* start TEXT EXCERPT *
Governor of Virginia and Diplomat
Out of office, Monroe returned to practicing law in Virginia until elected governor there as a Republican, his first term serving from 1799 to 1802. He was reelected Virginia's governor four times.  He called out the state militia to suppress Gabriel's Rebellion. Gabriel and 26 other enslaved people who participated were all hanged for treason.
President Jefferson sent Monroe to France to assist Robert R. Livingston to negotiate the Louisiana Purchase. Monroe was then appointed Minister to the Court of St. James (Britain) from 1803 to 1807. In 1806 he negotiated a treaty with Britain, known as the Monroe–Pinkney Treaty. It would extend the Jay Treaty of 1794 which had expired after ten years; Jefferson had fought the Jay Treaty intensely in 1794–95 because he felt it would allow the British to subvert American republicanism. The treaty had produced ten years of peace and highly lucrative trade for American merchants, but Jefferson was still hostile. When Monroe and the British signed a renewal in December 1806, Jefferson decided to reject it, and not submit it to the Senate. Although the new treaty called for ten more years of trade between the U.S. and the British Empire, and gave American merchants certain guarantees that would have been good for business, Jefferson refused to give up the potential weapon of commercial warfare against Britain and was unhappy that it did not end the hated British practice of impressment of American sailors. Jefferson did not attempt to obtain another treaty, and as a result, the two nations moved from peace toward the War of 1812.
* end TEXT EXCERPT *
* start GIVEN INFORMATION *
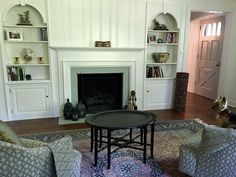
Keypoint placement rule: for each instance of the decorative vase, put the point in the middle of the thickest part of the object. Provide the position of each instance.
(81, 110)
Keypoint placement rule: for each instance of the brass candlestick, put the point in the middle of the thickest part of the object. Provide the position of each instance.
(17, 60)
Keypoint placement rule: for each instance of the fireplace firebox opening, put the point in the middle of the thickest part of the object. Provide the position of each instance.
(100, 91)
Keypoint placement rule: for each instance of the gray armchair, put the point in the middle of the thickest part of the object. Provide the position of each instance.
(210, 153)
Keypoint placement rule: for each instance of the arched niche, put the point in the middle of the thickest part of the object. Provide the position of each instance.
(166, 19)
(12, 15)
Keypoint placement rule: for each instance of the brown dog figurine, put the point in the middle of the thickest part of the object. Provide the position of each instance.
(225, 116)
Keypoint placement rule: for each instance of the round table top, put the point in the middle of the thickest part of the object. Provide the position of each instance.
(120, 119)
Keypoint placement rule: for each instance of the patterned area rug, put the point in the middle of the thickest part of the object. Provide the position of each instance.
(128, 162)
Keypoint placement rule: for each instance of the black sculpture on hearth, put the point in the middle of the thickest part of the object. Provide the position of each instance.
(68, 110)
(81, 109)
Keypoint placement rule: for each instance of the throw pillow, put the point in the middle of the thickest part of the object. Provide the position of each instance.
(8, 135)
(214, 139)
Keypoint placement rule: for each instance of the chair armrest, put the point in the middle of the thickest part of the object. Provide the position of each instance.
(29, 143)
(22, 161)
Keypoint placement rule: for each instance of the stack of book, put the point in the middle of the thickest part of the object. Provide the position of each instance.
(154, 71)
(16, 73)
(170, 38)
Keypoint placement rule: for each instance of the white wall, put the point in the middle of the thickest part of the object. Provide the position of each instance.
* end GIVEN INFORMATION *
*EXERCISE TASKS*
A) In the passage on Monroe, rewrite the paragraph beginning "Out of office, Monroe returned" as a short bulleted list that keeps its main facts.
B) Name every person the passage on Monroe mentions by name, not counting names that appear only inside a treaty's title.
C) Answer these from the passage on Monroe:
(i) How many times was Monroe reelected governor of Virginia?
(ii) During which years was Monroe Minister to the Court of St. James?
(iii) In what year did Monroe negotiate the Monroe–Pinkney Treaty?
You won't need the dataset items for any of this.

*ANSWERS TO THE TASKS*
A)
- After leaving office, Monroe practiced law in Virginia.
- He was elected Virginia's governor as a Republican, first serving from 1799 to 1802, and was reelected four times.
- He called out the state militia to put down Gabriel's Rebellion.
- Gabriel and 26 other enslaved participants were hanged for treason.

B)
- Monroe
- Gabriel
- Jefferson
- Robert R. Livingston

C)
(i) Four times.
(ii) From 1803 to 1807.
(iii) 1806.